____ 引用文

「ここにチェ・スンシルが作ったザ・ブルーK事務所があります。この会社を通じて各種の利権を引き出そうとしました。チェ・スンシル氏が権力にどれほど執着したかを知ることができるのですが、ここで『ザ・ブルー』が意味するのは大統領府(青瓦台)だということです」
ソウル江南区(カンナムグ)清潭洞(チョンダムドン)のあるビルの前。歴史著述家ハン・ジョンス氏の説明に参加者たちは耳をそばだてた。そのとき、一行が建物の玄関から出てきて「まだ机がそのまま残っている」と叫んだ。参加者たちはわっと狭い階段を一気に駆け上った。固く閉ざされたザ・ブルーK事務所の半透明の玄関ドアの間に机一つがぽつんと置かれていた。参加者たちは「これがまさに歴史の現場」と言い、一斉にスマートフォンを取り出して写真を撮った。
8日午前、ソウル江南区鴨鴎亭洞(アプクジョンドン)や清潭洞の一帯で「第1回クネ・スンシルロード紀行」が開かれた。「朴槿惠(パク・クネ)-チェ・スンシルゲート」が実行された国政壟断の現場のあちこちを直接訪れながら事態の本質を理解し、民主主義と正義について問いかけようという趣旨で、「江南の誕生」の共著者である歴史著述家のハン・ジョンス氏が提案した行事だ。SNS公示を見て申し込んだ10人がハン氏と同行した。
ハン氏は「朴槿惠-チェ・スンシルゲートに関連する場所40カ所あまりのうち、江南でないところは大統領府と梨花女子大学だけだった」と言い、「江南という空間的特質と今回の国政壟断事態の間には緊密な関係がある」と企画の主旨を説明した。
行事は現場訪問形式で行われた。チェ・スンシル氏の姪のチャン・シホ氏が乗馬特技生として通った現代高等学校をはじめ、チェ・スンシル氏が通っていたクァンリム教会、狎鴎亭教会などを経て、ウ・ビョンウ元民政首席秘書官とその妻の家族が住んでいた鴨鴎亭の現代マンション、チェ・スンシル、チョン・ユラ親子が特恵融資を受けていたハナ銀行の狎鴎亭中央支店、チョン・ユラ氏が通っていた清潭高校、チェ・スンシル氏の事務所があったミスンビル、そしてチャウム医院まで。計13カ所、6キロを2時間30分かけて歩いた。
参加者のチョン・ヒヨンさん(50)は「実際に見ると惨憺たるものだ。外見は何ら変わらない人の住む町なのに、その裏で誰かが富と権力を振るっていたのか」と話した。キム・ウォンシクさん(47)は「単なる歴史探訪ではなく、今起こっている歴史の現場を見て回っているのではないか」と言い、「ザ・ブルーK事務所の机を見た時には『国政壟断の真実が明らかになったまさにその現場だ』という気がした」と、興奮した様子を隠せなかった。スンシルロード企画委員会は「2週間後、第2回スンシルロードを進める計画」だとし、「第1回がチャウム医院で終了されたので第2回はキム・ヨンジェ議員など医療ゲートの現場を中心に進める」と予告した。

________

- [課題]: スンシルロード紀行の記事のうち、「8日午前、ソウル江南区鴨鴎亭」を含む箇所から始めて「を2時間30分かけて歩いた。」で終わる部分を書き出してください。その際、「行事」を「催し」に置き換えてください。 このあとに続く項目は、この作業にはまったく関係しません。

____ 提供データ

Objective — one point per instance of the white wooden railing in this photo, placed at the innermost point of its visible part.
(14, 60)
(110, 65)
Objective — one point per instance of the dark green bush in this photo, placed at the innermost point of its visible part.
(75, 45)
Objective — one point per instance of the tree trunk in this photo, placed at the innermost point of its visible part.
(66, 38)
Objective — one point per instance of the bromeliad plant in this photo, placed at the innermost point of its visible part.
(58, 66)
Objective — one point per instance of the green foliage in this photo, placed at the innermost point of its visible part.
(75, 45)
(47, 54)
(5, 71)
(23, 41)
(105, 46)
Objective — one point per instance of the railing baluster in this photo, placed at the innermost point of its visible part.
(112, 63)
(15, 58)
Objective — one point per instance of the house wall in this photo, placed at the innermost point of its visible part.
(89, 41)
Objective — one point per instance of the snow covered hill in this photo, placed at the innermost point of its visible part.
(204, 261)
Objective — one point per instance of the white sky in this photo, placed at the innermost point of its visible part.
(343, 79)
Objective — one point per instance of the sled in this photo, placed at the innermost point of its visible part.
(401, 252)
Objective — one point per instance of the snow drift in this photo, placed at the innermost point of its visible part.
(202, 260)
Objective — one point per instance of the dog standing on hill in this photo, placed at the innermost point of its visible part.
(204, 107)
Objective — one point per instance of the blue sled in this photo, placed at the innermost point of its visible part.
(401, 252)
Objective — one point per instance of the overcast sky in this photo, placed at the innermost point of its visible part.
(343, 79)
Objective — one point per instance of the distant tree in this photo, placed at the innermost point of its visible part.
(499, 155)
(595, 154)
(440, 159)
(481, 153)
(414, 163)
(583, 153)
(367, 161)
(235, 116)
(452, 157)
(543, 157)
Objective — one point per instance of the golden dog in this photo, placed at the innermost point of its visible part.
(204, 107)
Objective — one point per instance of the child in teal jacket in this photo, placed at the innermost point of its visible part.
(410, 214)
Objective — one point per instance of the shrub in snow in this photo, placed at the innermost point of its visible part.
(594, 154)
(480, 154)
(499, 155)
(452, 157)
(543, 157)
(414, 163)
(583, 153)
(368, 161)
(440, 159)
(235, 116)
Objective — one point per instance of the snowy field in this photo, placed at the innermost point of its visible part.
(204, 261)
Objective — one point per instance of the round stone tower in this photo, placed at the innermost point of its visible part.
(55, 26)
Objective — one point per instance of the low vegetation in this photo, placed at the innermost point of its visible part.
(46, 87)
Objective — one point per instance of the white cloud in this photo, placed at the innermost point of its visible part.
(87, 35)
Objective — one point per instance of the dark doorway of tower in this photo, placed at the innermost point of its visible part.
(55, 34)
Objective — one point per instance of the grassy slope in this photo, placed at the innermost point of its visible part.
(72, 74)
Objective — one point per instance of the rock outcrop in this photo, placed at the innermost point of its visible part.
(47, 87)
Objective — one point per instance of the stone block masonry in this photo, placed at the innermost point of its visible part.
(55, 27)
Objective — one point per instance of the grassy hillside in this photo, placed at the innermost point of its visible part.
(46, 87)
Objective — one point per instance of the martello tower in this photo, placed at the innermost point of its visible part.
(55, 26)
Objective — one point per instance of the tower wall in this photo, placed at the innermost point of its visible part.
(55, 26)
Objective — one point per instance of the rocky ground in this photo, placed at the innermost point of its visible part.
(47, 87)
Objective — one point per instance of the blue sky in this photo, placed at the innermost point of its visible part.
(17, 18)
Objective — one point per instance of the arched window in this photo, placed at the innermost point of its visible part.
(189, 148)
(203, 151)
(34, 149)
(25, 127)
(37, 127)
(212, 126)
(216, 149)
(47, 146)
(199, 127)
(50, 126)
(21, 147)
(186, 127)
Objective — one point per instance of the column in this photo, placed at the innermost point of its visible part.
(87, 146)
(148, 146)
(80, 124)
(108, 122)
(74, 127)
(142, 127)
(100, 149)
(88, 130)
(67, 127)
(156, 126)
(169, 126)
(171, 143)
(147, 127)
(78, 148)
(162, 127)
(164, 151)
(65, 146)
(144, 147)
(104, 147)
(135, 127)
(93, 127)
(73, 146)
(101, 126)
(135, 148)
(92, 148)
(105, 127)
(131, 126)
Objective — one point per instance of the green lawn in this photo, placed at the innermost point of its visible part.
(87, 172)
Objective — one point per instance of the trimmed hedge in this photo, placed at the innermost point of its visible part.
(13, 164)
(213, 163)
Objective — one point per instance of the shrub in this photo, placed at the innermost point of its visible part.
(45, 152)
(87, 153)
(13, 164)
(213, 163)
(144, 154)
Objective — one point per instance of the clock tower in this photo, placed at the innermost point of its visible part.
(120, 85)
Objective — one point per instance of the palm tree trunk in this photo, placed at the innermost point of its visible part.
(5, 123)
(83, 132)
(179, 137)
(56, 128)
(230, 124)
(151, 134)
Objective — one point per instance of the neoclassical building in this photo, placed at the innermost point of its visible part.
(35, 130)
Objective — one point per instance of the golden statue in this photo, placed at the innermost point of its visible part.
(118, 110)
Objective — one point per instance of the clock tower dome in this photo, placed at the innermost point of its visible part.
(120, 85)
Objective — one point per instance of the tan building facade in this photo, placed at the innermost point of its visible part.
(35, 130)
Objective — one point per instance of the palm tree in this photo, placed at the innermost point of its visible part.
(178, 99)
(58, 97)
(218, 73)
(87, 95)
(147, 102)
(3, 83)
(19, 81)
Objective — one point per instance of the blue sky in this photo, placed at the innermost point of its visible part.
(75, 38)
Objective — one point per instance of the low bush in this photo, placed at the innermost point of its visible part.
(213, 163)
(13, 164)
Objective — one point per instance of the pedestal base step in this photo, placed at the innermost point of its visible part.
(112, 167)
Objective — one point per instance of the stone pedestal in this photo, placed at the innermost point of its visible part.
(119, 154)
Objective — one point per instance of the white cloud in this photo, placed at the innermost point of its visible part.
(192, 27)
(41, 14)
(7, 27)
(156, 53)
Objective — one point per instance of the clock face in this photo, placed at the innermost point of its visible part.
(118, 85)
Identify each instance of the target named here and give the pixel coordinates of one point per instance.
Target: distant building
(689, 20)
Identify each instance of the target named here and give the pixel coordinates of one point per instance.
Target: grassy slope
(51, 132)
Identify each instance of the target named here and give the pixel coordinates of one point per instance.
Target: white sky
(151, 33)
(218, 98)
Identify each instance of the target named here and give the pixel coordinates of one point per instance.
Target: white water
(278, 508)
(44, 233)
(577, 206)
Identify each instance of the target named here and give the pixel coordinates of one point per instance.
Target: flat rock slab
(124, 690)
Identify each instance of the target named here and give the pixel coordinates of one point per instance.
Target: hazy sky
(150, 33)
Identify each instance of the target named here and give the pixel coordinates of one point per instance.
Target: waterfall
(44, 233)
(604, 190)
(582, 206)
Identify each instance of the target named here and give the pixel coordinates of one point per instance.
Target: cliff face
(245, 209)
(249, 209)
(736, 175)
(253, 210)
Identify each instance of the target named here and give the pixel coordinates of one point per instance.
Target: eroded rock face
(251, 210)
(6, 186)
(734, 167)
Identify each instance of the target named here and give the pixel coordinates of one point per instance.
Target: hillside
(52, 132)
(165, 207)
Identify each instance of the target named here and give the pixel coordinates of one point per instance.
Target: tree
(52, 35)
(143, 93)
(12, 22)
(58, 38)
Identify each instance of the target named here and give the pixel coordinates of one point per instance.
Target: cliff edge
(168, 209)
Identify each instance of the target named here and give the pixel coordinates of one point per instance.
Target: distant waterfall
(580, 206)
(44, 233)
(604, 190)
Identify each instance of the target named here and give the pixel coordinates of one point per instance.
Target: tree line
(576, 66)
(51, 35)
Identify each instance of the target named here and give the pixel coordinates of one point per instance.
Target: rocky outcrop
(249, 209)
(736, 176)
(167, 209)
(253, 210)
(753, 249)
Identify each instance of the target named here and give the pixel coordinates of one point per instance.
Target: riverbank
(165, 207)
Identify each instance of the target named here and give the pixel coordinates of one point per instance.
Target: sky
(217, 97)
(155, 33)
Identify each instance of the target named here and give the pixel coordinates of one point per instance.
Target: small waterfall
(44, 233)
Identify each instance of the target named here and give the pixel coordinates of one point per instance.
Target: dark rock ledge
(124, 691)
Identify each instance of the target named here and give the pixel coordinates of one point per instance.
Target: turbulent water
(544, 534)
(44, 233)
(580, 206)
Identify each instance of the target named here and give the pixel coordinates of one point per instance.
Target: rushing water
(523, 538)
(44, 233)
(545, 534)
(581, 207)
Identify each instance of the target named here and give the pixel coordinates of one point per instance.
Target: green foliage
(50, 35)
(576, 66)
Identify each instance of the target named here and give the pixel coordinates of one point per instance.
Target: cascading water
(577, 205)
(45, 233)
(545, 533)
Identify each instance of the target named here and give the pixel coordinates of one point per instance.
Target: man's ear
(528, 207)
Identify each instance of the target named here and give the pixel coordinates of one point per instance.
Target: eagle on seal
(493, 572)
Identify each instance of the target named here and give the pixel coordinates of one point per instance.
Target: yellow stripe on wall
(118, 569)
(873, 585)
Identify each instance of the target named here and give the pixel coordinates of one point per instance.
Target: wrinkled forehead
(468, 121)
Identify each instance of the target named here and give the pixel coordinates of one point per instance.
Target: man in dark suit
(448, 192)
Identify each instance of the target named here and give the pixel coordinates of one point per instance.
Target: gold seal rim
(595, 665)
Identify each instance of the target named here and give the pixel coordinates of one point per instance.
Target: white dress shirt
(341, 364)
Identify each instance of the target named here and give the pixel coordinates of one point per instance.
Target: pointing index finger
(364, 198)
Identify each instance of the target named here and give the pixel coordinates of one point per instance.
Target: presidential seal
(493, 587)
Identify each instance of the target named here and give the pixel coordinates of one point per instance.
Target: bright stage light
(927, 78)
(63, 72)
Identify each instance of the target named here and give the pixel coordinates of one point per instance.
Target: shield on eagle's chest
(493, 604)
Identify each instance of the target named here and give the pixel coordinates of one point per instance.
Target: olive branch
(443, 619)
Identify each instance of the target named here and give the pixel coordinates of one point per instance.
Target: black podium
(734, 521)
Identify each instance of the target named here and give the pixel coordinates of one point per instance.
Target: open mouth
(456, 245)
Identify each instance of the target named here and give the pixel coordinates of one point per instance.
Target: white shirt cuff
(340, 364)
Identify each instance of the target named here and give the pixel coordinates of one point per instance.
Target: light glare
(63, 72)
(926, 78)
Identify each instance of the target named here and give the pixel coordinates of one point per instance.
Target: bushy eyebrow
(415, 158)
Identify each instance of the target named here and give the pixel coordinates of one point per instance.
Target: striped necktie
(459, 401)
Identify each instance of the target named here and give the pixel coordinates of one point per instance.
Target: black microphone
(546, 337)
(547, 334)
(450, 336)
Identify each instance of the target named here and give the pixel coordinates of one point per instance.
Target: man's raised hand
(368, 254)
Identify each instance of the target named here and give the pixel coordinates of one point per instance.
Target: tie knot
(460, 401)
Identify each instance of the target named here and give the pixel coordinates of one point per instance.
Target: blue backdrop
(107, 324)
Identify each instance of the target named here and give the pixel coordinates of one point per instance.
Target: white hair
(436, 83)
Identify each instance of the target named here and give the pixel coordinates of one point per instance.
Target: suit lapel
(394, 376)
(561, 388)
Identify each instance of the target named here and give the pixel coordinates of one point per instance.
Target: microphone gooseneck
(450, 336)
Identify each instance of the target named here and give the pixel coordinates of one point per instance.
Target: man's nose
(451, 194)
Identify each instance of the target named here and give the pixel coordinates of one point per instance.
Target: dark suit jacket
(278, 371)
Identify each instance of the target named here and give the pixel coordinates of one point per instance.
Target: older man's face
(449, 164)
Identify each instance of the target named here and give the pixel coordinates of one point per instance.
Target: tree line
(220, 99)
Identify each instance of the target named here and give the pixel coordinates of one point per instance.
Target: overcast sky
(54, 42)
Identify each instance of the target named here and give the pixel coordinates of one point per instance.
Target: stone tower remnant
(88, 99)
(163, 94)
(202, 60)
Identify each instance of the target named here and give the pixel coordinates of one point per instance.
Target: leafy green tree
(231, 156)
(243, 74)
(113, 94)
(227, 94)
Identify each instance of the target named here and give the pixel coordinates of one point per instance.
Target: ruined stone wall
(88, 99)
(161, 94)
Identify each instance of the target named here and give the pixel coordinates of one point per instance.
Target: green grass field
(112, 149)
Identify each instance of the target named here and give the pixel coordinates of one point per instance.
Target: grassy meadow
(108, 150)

________

- [出力]:
8日午前、ソウル江南区鴨鴎亭洞(アプクジョンドン)や清潭洞の一帯で「第1回クネ・スンシルロード紀行」が開かれた。「朴槿惠(パク・クネ)-チェ・スンシルゲート」が実行された国政壟断の現場のあちこちを直接訪れながら事態の本質を理解し、民主主義と正義について問いかけようという趣旨で、「江南の誕生」の共著者である歴史著述家のハン・ジョンス氏が提案した催しだ。SNS公示を見て申し込んだ10人がハン氏と同行した。
ハン氏は「朴槿惠-チェ・スンシルゲートに関連する場所40カ所あまりのうち、江南でないところは大統領府と梨花女子大学だけだった」と言い、「江南という空間的特質と今回の国政壟断事態の間には緊密な関係がある」と企画の主旨を説明した。
催しは現場訪問形式で行われた。チェ・スンシル氏の姪のチャン・シホ氏が乗馬特技生として通った現代高等学校をはじめ、チェ・スンシル氏が通っていたクァンリム教会、狎鴎亭教会などを経て、ウ・ビョンウ元民政首席秘書官とその妻の家族が住んでいた鴨鴎亭の現代マンション、チェ・スンシル、チョン・ユラ親子が特恵融資を受けていたハナ銀行の狎鴎亭中央支店、チョン・ユラ氏が通っていた清潭高校、チェ・スンシル氏の事務所があったミスンビル、そしてチャウム医院まで。計13カ所、6キロを2時間30分かけて歩いた。